_TESTO FORNITO_.

%%

Questa svolta politica era nell’aria da tempo, soprattutto dopo le dichiarazioni di Devlet Bahçeli dello scorso ottobre. Il leader del Partito del Movimento Nazionalista (MHP), alleato chiave del presidente Erdoğan, aveva infatti aperto la strada a questa nuova tappa, affermando che Öcalan avrebbe potuto parlare all’assemblea del gruppo parlamentare del partito DEM (Partito dell’Uguaglianza e della Democrazia dei Popoli) se avesse accettato di sciogliere il PKK. Negli ultimi mesi, Bahçeli ha mantenuto un apparente atteggiamento di dialogo con il DEM, segnando un cambiamento rilevante nella postura del MHP, espressione storica della destra nazionalista turca, da sempre ostile alla questione curda e ai diritti dei diversi popoli che hanno abitato e vivono nella penisola anatolica. Ma questa contraddizione è in linea con la strategia del partito, che, dopo l’alleanza strutturale con l’AKP (Partito della Giustizia e dello Sviluppo), ha contribuito alla narrazione del “nuovo secolo” della Turchia, conciliando valori nazionalisti con la visione islamista del presidente Recep Tayyip Erdoğan e il ruolo del Paese come potenza regionale.

In tal senso, l’appello di Öcalan e la possibile riapertura del processo di pace si inseriscono in un contesto caratterizzato da due dinamiche principali che si intersecano: da un lato, la continua repressione del movimento curdo e delle lotte sociali e politiche portate avanti dai suoi alleati di sinistra; dall’altro, la ristrutturazione interna dell’AKP e il consolidamento del processo autoritario del suo regime.  

Il consolidamento del processo autoritario

L’indagine avviata dall’Ufficio del Procuratore Capo di Istanbul contro l’HDK (Congresso Democratico dei Popoli) – un’iniziativa politica che riunisce le forze democratiche e filo-curde che nel 2012 ha portato alla fondazione dell’HDP (Partito democratico dei popoli) – si colloca in un quadro più ampio di consolidamento del potere di Erdoğan e dell’AKP. Il processo contro l’HDK, culminato nell’arresto di 51 persone il 18 gennaio 2024, tra cui giornalisti, sindacalisti, artisti e politici, riflette la strategia di criminalizzazione dell’opposizione, in particolare nell’ambito della questione curda.

%%

_RECORD DA ELABORARE_.
%%

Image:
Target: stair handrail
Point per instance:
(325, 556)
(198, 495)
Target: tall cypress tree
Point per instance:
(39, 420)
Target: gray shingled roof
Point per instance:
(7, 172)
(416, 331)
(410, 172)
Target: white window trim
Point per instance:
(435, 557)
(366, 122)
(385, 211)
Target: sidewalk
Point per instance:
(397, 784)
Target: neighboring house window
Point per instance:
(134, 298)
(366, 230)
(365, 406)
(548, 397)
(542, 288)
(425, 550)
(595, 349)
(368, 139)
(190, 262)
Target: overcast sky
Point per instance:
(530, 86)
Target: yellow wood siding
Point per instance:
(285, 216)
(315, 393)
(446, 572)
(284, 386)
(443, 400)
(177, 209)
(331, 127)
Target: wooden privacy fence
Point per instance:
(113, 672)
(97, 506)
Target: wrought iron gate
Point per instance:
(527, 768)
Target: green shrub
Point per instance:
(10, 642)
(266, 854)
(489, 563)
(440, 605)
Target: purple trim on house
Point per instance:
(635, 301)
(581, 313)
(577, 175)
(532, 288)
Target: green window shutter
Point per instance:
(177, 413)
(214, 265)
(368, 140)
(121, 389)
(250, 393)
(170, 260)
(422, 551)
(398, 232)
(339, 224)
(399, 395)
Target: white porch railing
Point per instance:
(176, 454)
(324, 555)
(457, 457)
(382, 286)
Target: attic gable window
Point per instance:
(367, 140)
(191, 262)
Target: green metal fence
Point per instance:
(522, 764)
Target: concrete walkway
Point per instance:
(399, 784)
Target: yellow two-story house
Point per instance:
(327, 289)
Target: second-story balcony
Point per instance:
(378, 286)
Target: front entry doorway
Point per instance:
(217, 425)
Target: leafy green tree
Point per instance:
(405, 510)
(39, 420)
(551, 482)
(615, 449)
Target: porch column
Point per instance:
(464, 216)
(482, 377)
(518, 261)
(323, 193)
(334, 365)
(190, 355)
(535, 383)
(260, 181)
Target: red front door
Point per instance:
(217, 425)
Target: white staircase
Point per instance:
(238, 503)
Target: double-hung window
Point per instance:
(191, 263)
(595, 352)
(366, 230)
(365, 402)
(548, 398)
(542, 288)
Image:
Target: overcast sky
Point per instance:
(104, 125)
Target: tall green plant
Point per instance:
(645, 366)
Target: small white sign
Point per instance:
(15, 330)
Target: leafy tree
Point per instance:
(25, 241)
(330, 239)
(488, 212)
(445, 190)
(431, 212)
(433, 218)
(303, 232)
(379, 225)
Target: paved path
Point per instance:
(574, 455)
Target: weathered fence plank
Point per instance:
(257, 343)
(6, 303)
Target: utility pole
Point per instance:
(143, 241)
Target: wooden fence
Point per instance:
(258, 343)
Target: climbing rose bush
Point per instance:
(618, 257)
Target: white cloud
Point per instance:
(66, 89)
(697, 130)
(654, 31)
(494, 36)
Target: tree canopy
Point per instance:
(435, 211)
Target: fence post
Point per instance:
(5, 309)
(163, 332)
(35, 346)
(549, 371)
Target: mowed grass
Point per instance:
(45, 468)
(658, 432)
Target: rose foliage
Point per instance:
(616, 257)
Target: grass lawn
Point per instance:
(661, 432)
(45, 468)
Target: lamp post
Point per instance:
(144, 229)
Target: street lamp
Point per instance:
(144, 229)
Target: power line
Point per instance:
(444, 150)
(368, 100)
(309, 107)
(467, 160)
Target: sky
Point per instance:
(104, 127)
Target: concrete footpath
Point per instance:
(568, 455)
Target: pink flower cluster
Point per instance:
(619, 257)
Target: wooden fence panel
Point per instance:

%%

_COMPITI ASSEGNATI_.
[A] Indica se ciascuna affermazione concorda con il testo fornito, rispondendo sì o no e citando testualmente le parole decisive: (i) l'HDP è stato fondato nel 2012; (ii) il processo contro l'HDK si è concluso con l'arresto di 51 persone il 18 gennaio 2024; (iii) il MHP è da sempre favorevole alla questione curda.
[B] Per favore, estrai dai record ogni riga che contiene la stringa "rose", distinguendo tra maiuscole e minuscole.

_SOLUZIONI DEGLI ESERCIZI_.
[A]
(i) Sì: "nel 2012 ha portato alla fondazione dell’HDP".
(ii) Sì: "culminato nell’arresto di 51 persone il 18 gennaio 2024".
(iii) No: "da sempre ostile alla questione curda".

[B]
Target: climbing rose bush
Target: rose foliage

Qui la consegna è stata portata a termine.